◆ SHORT EXERCISE
Locate every line in the listing that contains the word "laptop", and copy each of those lines.
[start TASK INPUT]
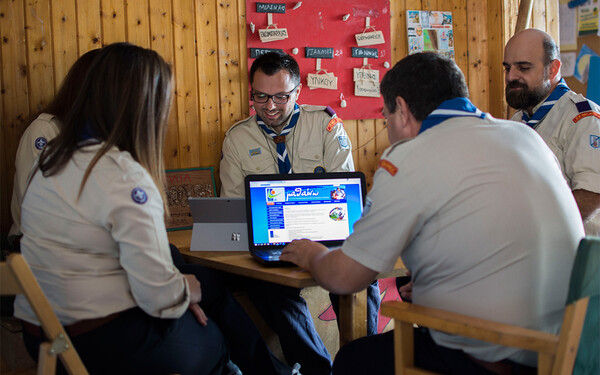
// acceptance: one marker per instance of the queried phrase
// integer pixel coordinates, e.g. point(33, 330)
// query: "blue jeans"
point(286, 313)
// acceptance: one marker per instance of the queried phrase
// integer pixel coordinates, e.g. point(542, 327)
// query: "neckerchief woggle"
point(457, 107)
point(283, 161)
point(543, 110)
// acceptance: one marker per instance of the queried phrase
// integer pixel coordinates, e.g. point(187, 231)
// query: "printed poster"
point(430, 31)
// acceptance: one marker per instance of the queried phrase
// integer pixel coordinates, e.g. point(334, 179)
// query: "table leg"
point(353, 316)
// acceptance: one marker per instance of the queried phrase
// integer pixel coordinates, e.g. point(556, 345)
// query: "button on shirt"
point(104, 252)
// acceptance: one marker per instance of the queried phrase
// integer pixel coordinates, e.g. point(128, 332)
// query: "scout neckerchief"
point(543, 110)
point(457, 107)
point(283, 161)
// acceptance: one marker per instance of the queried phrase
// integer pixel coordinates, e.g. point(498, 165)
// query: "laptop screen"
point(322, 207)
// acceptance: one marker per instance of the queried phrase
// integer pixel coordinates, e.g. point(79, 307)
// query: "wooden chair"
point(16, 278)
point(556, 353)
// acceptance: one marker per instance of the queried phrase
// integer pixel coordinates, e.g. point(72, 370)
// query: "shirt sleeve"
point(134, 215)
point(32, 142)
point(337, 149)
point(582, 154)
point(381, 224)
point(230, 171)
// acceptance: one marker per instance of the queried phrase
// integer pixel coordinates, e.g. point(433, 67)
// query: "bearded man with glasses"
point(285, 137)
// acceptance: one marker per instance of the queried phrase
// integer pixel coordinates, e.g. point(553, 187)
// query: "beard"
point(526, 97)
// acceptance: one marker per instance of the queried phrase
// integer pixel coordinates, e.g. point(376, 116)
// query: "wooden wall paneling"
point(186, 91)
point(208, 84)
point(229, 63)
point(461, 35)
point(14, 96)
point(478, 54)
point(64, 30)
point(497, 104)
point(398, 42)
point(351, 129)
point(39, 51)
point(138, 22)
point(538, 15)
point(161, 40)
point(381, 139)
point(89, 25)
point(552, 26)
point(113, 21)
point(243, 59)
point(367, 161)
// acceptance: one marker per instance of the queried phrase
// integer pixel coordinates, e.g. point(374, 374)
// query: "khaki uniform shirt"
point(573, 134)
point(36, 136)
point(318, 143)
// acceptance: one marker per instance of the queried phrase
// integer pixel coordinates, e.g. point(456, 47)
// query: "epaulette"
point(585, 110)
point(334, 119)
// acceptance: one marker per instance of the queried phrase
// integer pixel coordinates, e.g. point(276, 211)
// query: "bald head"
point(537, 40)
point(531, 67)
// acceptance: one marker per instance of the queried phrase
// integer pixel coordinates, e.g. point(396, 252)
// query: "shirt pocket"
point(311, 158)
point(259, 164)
[end TASK INPUT]
[start TASK INPUT]
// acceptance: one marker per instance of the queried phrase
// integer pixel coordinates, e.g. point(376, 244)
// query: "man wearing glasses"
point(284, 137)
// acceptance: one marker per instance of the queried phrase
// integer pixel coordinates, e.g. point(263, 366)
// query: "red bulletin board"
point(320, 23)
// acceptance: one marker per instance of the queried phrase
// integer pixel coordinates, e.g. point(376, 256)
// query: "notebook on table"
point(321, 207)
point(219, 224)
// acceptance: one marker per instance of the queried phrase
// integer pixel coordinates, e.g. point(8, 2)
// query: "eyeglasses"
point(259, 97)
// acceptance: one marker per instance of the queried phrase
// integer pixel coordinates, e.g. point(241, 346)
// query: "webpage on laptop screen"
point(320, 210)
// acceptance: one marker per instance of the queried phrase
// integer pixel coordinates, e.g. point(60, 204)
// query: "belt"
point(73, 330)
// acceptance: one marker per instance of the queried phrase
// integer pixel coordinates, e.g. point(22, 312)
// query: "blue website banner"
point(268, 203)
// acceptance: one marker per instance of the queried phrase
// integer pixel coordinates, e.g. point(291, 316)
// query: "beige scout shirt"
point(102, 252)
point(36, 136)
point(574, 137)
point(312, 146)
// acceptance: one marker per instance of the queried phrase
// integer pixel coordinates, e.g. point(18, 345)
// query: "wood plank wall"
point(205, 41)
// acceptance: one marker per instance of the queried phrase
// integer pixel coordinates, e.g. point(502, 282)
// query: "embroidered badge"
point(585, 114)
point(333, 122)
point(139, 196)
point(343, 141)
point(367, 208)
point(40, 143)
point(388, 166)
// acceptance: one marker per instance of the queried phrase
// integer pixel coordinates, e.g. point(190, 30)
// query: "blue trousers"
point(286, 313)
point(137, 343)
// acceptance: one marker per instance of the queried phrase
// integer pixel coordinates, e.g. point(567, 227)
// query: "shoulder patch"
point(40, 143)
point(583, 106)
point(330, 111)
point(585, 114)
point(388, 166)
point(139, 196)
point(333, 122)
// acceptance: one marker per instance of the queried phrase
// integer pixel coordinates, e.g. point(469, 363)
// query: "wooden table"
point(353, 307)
[end TASK INPUT]
[start TASK INPUT]
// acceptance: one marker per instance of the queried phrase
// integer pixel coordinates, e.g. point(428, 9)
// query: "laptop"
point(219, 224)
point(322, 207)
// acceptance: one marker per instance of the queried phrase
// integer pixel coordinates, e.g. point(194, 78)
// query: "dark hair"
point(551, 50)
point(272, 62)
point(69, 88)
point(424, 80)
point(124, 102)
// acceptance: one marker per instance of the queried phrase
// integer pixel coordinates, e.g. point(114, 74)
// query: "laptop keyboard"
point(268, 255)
[end TASK INPUT]
◆ SOLUTION FOR THIS PROBLEM
// query: "laptop screen"
// query: "webpage on laptop screen"
// query: "laptop"
// query: "laptop keyboard"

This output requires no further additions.